▶ _ABOUT THIS TASK_
All of the data goes into your copy exactly as written. Images do not.

▶ _INPUT DATA_
Start of Block
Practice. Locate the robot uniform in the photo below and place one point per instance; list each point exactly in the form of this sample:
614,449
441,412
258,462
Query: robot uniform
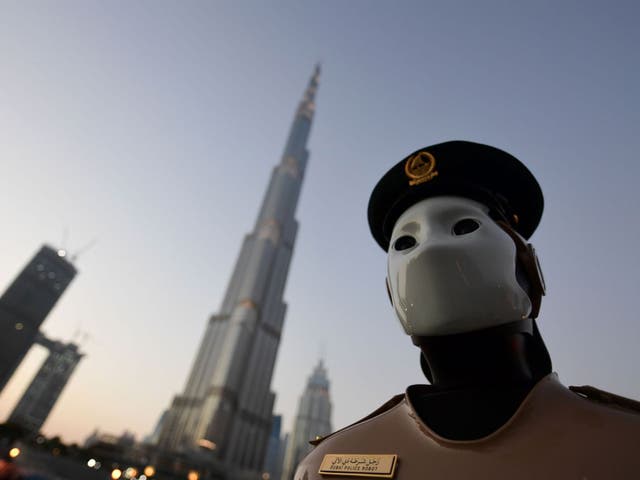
End of Block
▶ _TASK RESULT_
Practice. Locate the robot uniform in the photo below and place one point per instance; list each point exactly in the form of this sample:
614,449
441,412
258,462
Query: robot uniform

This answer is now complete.